Repeat every line of the records below verbatim, changing nothing.

_TASK DATA_.
#####

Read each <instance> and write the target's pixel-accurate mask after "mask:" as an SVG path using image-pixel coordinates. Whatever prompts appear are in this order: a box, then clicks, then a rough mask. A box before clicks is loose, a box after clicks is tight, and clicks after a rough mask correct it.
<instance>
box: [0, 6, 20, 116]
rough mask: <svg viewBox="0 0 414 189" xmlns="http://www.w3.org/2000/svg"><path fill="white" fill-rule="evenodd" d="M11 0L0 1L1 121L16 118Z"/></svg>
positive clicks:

#####

_WRITTEN ANSWER_.
Read each <instance> and write the target's pixel-accurate mask after "mask:" as an SVG path using image-pixel coordinates. Whatever prompts appear are in this order: a box, then clicks, then a rough mask. A box before clicks is loose, a box after clicks is tight, and clicks after a rough mask correct it.
<instance>
box: [0, 6, 20, 116]
rough mask: <svg viewBox="0 0 414 189" xmlns="http://www.w3.org/2000/svg"><path fill="white" fill-rule="evenodd" d="M11 0L0 1L1 121L16 118Z"/></svg>
positive clicks:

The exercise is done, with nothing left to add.